* [TEXT SEGMENT]

AI startup Hugging Face envisions that small—not large—language models will be used for applications including “next stage robotics,” its Co-Founder and Chief Science Officer Thomas Wolf said.
“We want to deploy models in robots that are smarter, so we can start having robots that are not only on assembly lines, but also in the wild,” Wolf said while speaking at Web Summit in Lisbon today. But that goal, he said, requires low latency. “You cannot wait two seconds so that your robots understand what’s happening, and the only way we can do that is through a small language model,” Wolf added.
Small language models “can do a lot of the tasks we thought only large models could do,” Wolf said, adding that they can also be deployed on-device. “If you think about this kind of game changer, you can have them running on your laptop,” he said. “You can have them running even on your smartphone in the future.”
Ultimately, he envisions small language models running “in almost every tool or appliance that we have, just like today, our fridge is connected to the internet.”
The firm released its SmolLM language model earlier this year. “We are not the only one,” said Wolf, adding that, “Almost every open source company has been releasing smaller and smaller models this year.”
He explained that, “For a lot of very interesting tasks that we need that we could automate with AI, we don’t need to have a model that can solve the Riemann conjecture or general relativity.” Instead, simple tasks such as data wrangling, image processing and speech can be performed using small language models, with corresponding benefits in speed.

* [MATERIAL]
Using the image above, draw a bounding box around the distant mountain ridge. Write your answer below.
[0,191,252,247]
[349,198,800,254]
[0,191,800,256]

* [EXERCISE PROMPT]
Reproduce the passage on small language models word for word, from "AI startup Hugging" up to and including "Thomas Wolf said.". Rely only on the text about small language models.

* [ANSWER TO THE PROBLEM]
AI startup Hugging Face envisions that small—not large—language models will be used for applications including “next stage robotics,” its Co-Founder and Chief Science Officer Thomas Wolf said.